__PROBLEM A__
Count the lines in the listing that contain the word "roof", and reply with the number alone.

__DOCUMENT SEGMENT__
○ ○ ○ ○ ○ ○ ○

3.02.   Covenants. Section 10 of the Agreement shall be amended by adding the following subsections in their appropriate alphabetical positions:
     (f) Leverage Ratio. The Borrower will not permit the Leverage Ratio of the Borrower and its Subsidiaries as of the last day of any period from the third fiscal quarter 2007 through fourth fiscal quarter 2008 to exceed 4.00 to 1; or from the first fiscal quarter 2009 through fourth fiscal quarter 2009 to exceed 3.50 to 1.
     (g) Net Worth. The Borrower will not permit Consolidated Net Worth of the Borrower and its Subsidiaries at any time to be less than $500,000,000.
     (h) Fixed Charge Coverage Ratio. The Borrower will not permit the Fixed Charge Coverage Ratio of the Borrower and its Subsidiaries as of the last day of any period from the third fiscal quarter 2007 through fourth fiscal quarter 2008 to be less than 1.25 to 1; or from the first fiscal quarter 2009 through the fourth fiscal quarter 2009 to be less than 1.40 to 1.

○ ○ ○ ○ ○ ○ ○

__DATA IN THIS EXERCISE__

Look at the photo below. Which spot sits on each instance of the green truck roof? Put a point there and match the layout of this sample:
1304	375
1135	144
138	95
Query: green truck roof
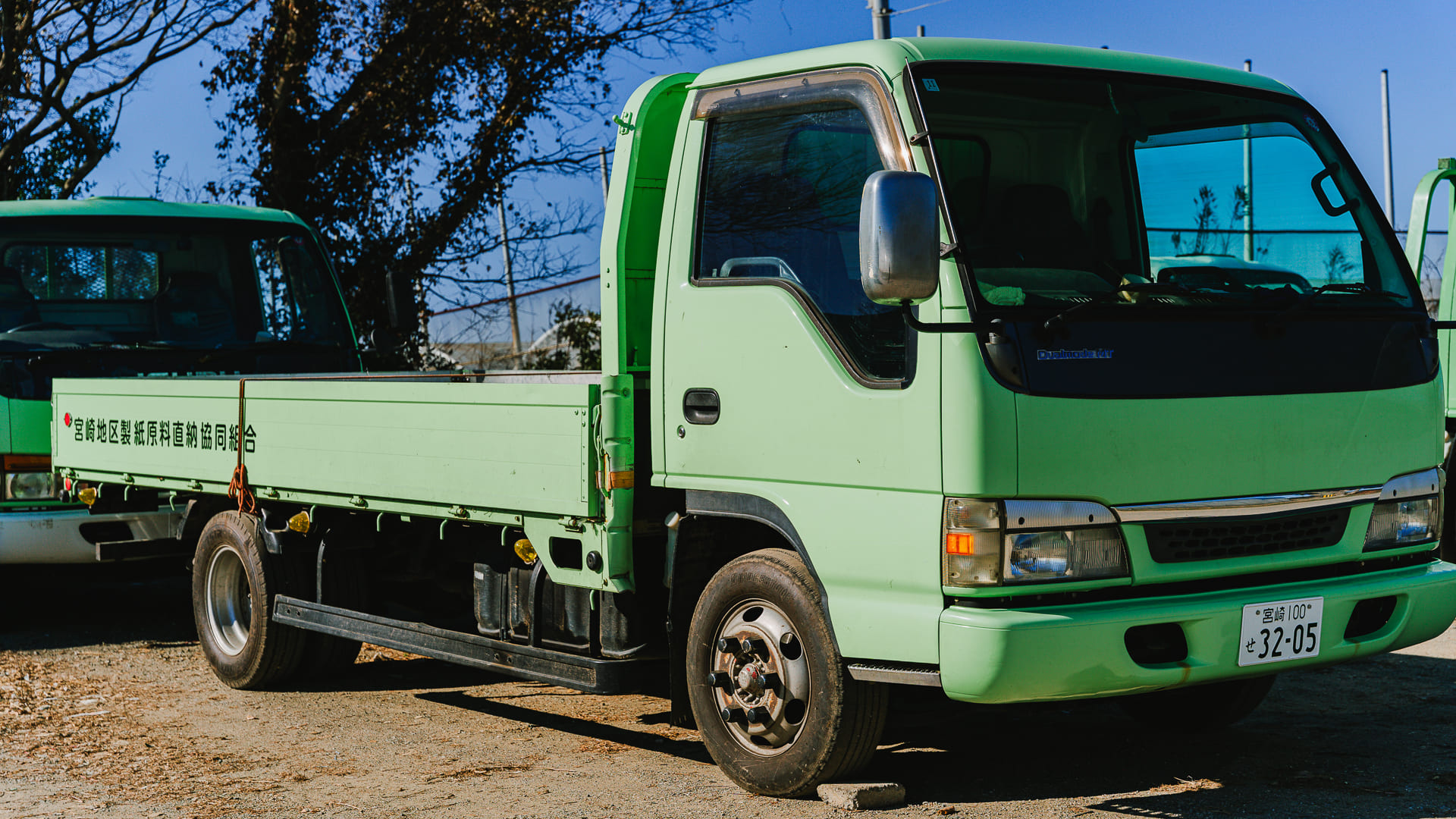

○ ○ ○ ○ ○ ○ ○

__PROBLEM B__
Reproduce word for word the part of the covenants amendment that opens with "3.02.   Covenants." and closes with "exceed 3.50 to 1.".

__RIGHT ANSWER A__
2

__RIGHT ANSWER B__
3.02.   Covenants. Section 10 of the Agreement shall be amended by adding the following subsections in their appropriate alphabetical positions:
     (f) Leverage Ratio. The Borrower will not permit the Leverage Ratio of the Borrower and its Subsidiaries as of the last day of any period from the third fiscal quarter 2007 through fourth fiscal quarter 2008 to exceed 4.00 to 1; or from the first fiscal quarter 2009 through fourth fiscal quarter 2009 to exceed 3.50 to 1.